**Secção do documento**

Depois de uma noite de sobressalto, o pior já terá passado em São Miguel, nos Açores. Centenas de sismos de pequena magnitude - pelo menos 300 - foram registados desde a madrugada de segunda-feira e ao longo do dia, com uma diminuição de eventos durante a tarde. Destes, cerca de 30 foram sentidos pela população. Não há registo de quaisquer danos, mas a atividade sísmica deixou autoridades e população em alerta.

Os abalos diminuíram de frequência e de intensidade, mas a atividade sísmica na zona central da ilha de São Miguel, nos Açores, mantém-se “acima dos valores de referência” segundo informa o Centro de Informação e Vigilância Sismovulcânica nos Açores (CIVISA), o sistema da região para vigilância da atividade sísmica e vulcânica.  
 
João Luís Gaspar, do CIVISA (Centro de Informação e Vigilância Sismovulcânica nos Açores) confirmava a diminuição da atividade sísmica na zona centra de S. Miguel durante o dia depois de uma atividade mais intensa de madrugada.

Ao início da noite, em declarações à RTP, notava a diminuição em termos de frequência mas também na sua magnitude. O último sismo sentido aconteceu perto das 13h00 (hora local).

"A atividade que estamos a registar está ainda acima daquilo que são os valores de referência para esta zona dos Açores. Isso leva-nos a crer que nas próximas horas teremos mais registos de microssismos neste setor de São Miguel", refere.

Apesar de se tratarem de eventos de baixa magnitude, em grande parte inferiores a 3 na escala de Richter, cerca de 30 sismos foram sentidos devido aos epicentros bastante próximos de zonas habitadas, entre o Congro e a Ribeira do Fogo, na região central de São Miguel.

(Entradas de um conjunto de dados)
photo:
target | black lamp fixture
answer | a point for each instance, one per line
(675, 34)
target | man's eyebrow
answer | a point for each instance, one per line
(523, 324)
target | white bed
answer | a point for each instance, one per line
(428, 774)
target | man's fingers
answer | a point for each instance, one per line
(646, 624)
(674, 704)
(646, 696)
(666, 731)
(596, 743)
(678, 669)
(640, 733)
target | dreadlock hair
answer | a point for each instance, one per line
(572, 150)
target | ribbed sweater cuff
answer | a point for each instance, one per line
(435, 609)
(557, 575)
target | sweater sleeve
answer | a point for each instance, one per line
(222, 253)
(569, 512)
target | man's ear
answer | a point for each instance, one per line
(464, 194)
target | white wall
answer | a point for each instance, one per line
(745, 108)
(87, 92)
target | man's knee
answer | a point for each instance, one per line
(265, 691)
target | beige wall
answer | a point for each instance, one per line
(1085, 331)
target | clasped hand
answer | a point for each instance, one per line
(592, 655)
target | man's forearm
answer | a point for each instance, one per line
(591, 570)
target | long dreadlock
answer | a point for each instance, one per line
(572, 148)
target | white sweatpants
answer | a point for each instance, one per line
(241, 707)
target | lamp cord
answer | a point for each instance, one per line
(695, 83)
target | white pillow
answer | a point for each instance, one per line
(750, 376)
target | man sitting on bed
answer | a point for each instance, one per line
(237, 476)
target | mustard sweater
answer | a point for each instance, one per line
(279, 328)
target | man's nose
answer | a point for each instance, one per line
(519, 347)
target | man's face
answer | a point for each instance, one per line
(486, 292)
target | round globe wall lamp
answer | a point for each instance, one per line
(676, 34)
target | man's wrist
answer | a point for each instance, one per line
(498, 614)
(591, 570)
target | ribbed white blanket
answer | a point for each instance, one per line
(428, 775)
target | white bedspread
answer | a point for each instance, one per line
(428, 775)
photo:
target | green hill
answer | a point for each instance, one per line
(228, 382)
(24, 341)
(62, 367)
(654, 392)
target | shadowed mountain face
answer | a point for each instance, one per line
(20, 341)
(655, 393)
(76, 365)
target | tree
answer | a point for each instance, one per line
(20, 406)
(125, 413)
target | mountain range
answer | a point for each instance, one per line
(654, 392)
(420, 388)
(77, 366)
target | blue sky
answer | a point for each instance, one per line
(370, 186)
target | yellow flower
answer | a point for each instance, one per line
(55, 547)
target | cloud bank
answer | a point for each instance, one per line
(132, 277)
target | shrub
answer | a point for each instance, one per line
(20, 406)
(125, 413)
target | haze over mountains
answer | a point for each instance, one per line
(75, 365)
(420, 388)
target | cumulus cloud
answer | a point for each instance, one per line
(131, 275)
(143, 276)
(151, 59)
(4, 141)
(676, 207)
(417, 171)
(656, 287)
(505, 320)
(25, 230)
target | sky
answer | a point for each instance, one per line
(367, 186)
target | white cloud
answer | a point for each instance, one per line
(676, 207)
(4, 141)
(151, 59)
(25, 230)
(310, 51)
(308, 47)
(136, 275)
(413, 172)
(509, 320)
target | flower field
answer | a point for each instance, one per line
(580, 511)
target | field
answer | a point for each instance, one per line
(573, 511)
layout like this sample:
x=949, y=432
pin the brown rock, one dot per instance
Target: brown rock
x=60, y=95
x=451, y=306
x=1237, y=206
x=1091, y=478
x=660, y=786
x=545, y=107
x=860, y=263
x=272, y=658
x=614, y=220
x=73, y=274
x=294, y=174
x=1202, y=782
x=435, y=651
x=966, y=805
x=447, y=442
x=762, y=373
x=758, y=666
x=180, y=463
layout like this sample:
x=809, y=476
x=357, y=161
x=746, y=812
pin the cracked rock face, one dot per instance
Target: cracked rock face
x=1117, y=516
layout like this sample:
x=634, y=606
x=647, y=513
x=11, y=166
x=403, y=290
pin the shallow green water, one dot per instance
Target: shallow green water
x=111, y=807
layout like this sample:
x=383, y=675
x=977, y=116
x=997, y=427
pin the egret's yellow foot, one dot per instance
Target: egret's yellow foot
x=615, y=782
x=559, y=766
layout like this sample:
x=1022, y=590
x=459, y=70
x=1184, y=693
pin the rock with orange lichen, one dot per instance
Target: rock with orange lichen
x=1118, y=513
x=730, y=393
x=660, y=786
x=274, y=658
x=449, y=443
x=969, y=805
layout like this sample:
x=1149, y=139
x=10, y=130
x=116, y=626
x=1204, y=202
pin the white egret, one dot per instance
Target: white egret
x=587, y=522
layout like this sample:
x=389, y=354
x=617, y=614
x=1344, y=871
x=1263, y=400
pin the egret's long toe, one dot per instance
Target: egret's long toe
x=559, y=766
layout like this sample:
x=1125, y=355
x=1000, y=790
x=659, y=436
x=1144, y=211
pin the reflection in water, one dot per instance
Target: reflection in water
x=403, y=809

**Partes do exercício**
#1 No texto sobre os sismos em São Miguel, quantos sismos foram sentidos pela população?
#2 Retome o texto sobre os sismos em São Miguel a partir do ponto em que termina.

**Resultados por tarefa**
#1 Cerca de 30.

#2
Várias povoações sentiram os abalos, com destaque para Vila Franca do Campo, na zona sul da ilha, onde os eventos foram registados com maior intensidade. 

Entre as centenas de sismos, o mais forte foi registado às 6h18 (hora local), com intensidade V na Escala de Mercalli modificada. O primeiro sismo desta crise foi registado pouco depois da meia-noite. Das várias centenas de sismos, a população terá sentido cerca de 30. 

Segundo a descrição do IPMA, este é considerado um sismo “forte”, que pode ser sentido fora de casa, pode derrubar objetos e acordar as pessoas.  População deve ficar “atenta e vigilante”
De facto, houve quem passasse a noite em claro. A Proteção Civil recebeu várias chamadas da população que pediam informação sobre os sismos.  

Carlos Neves, da Proteção Civil dos Açores, recomenda à população que permaneça calma, mas que se mantenha “atenta e vigilante” perante a possibilidade de novas réplicas.

De resto, as autoridades aconselham a população para analisar se as casas sofreram danos graves com os abalos e abandonar o espaço caso suspeitem que não oferece as condições de segurança necessárias.  

A população não deve acender fósforos ou isqueiros de forma a evitar fugas de gás e o especial cuidado com os circuitos de gás, eletricidade ou água. O uso de elevadores deve ser evitado, alertam as autoridades.  

A zona de fratura que atravessa o território insular sofreu forte atividade de uma forma que já não era registada há 13 anos. Nessa altura, em 2005, viveu-se uma crise sísmica idêntica, precisamente na mesma zona. João Luís Gaspar, do CIVISA, explica que a crise sentida em 2005 foi "mais complexa" e durou vários meses.

João Fonseca, diretor técnico do co-laboratório para as Geociências, explica que nessa altura os eventos resultaram da movimentação de magma de profundidade.  

Sobre a crise sísmica desta segunda-feira “não há ainda informação suficiente para se avaliar se a atividade sísmica representa movimentação de magma em profundidade ou se é apenas uma atividade tectónica, ou seja, deslizamento numa falha”, explica o responsável.
Entre três placas tectónicas
O professor e investigador Mário Lopes, do Instituto Superior Técnico, considera que a região desta crise está sujeita a este tipo de eventos e que a população se deve manter “com atenção redobrada” e seguir os conselhos da Proteção Civil.

De acordo com o especialista, a construção e preparação dos Açores para situações desta natureza é superior à registada no Continente.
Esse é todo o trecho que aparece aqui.